(RECORDS SUPPLIED Opens)

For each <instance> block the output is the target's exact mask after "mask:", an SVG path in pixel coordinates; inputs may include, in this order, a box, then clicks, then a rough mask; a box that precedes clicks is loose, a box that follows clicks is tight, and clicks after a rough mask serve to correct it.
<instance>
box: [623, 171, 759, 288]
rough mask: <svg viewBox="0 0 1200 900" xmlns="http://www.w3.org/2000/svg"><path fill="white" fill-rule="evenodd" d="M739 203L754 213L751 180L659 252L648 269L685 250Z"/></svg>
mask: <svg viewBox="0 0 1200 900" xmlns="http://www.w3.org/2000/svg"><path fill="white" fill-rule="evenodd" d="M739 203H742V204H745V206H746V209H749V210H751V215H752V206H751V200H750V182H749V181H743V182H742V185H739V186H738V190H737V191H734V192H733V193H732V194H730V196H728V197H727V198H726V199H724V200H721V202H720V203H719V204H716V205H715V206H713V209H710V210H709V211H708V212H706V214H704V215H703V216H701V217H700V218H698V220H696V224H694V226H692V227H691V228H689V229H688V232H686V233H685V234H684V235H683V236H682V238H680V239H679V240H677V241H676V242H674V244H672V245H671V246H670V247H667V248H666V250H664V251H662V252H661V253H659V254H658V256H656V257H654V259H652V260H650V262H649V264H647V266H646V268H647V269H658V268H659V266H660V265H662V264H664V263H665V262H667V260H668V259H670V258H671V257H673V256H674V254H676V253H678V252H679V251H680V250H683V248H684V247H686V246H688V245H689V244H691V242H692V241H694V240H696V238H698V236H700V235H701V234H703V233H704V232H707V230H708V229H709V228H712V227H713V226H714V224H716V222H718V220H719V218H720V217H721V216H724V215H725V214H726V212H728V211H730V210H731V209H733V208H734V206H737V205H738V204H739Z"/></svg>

(RECORDS SUPPLIED Closes)

INSTRUCTIONS TO FOLLOW:
The line with "rough mask: <svg" through the last line of the entries above: output exactly those lines and nothing else.

TASK RESPONSE:
rough mask: <svg viewBox="0 0 1200 900" xmlns="http://www.w3.org/2000/svg"><path fill="white" fill-rule="evenodd" d="M739 203L754 213L751 180L659 252L648 269L685 250Z"/></svg>
mask: <svg viewBox="0 0 1200 900" xmlns="http://www.w3.org/2000/svg"><path fill="white" fill-rule="evenodd" d="M739 203H742V204H745V206H746V209H749V210H751V215H752V206H751V200H750V182H749V181H743V182H742V185H739V186H738V190H737V191H734V192H733V193H732V194H730V196H728V197H727V198H726V199H724V200H721V202H720V203H719V204H716V205H715V206H713V209H710V210H709V211H708V212H706V214H704V215H703V216H701V217H700V218H698V220H696V224H694V226H692V227H691V228H689V229H688V232H686V233H685V234H684V235H683V236H682V238H680V239H679V240H677V241H676V242H674V244H672V245H671V246H670V247H667V248H666V250H664V251H662V252H661V253H659V254H658V256H656V257H654V259H652V260H650V262H649V264H647V266H646V268H647V269H658V268H659V266H660V265H662V264H664V263H665V262H667V260H668V259H670V258H671V257H673V256H674V254H676V253H678V252H679V251H680V250H683V248H684V247H686V246H688V245H689V244H691V242H692V241H694V240H696V238H698V236H700V235H701V234H703V233H704V232H707V230H708V229H709V228H712V227H713V226H714V224H716V222H718V220H719V218H720V217H721V216H724V215H725V214H726V212H728V211H730V210H731V209H733V208H734V206H737V205H738V204H739Z"/></svg>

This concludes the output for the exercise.